## BEGIN SELECTED EXTRACT

The increase in cash was primarily driven by external financing activities rather than operating performance. The operating cash flow for the quarter, it was impacted by a loss adjusted for noncash items and interest paid of approximately $12.7 million.
This was further affected by working capital outflows of $22.5 million, primarily driven by seasonal harvesting requirements. Investing activities were minimal at $0.9 million, reflecting a continued focus on liquidity preservation.
Financing activities provided $38.6 million of cash flows, primarily consisting of a $30 million draw on the software lumber program term loan and $10 million on our credit facility. As a result, our total availability remains supportive.
However, our revolver availability declined to $19.6 million from $39.4 million at the prior quarter end. The company continues to maintain a disciplined approach to liquidity management with a focus on reversing the working capital build and stabilizing operating cash flows in the upcoming months.
This concludes my remarks, and I will now pass it over to Joel.
Joel Fournier
Thank you, Peter. Looking ahead, GreenFirst will continue to pursue its objective of becoming a top-quartile operator and the largest producer in Ontario by maximizing the use of its available wood supply.
This continued to position the company uniquely from a log supply perspective compared to its competitors. In fact, there are many regions in Canada and elsewhere in North America with a constrained log supply situation.

## END SELECTED EXTRACT
## BEGIN INFORMATION PROVIDED

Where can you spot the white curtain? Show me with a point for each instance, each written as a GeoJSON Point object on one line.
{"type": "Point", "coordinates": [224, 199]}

## END INFORMATION PROVIDED

_TASKS:_
1. In the earnings call excerpt, to what amount did revolver availability decline?
2. Continue the earnings call excerpt from where it stops.

_ANSWERS BY TASK:_
1. $19.6 million

2.
As mentioned in the previous quarter, we have only partially advanced the previously announced $50 million Phase 1 of the capital expenditure program, proceeding with selected projects only. As communicated in Q3 2025, our primary focus has been on the installation of the new saw line, planer mill, and cogeneration refurbishment at Chapleau.
I'm pleased to announce that both the planar mill project and the cogeneration project are now complete, and ramp-up has been successfully finalized. This project has been delivered as expected and will increase our capacity to process the additional production coming from the new line at Chapleau.
We completed all performance testing for the new saw line, with production increasing by 60% from January to March, and are currently operating at approximately 90% of our target capacity with the new saw line. During Q2, the focus will be on finalizing optimization and integration with other equipment along the production process, including logging feed and sawmill stacker output.
We expect this integration to be completed in Q2. Finally, we continue to work with Texana to explore a potential partnership to build a Torrefied pellet plant mill in Chapleau.
This project will support the province of New Brunswick's effort to replace coal with green energy for power generation. There is currently a surplus of sawmills in Ontario, and this initiative would help strengthen demand if the project proceeds.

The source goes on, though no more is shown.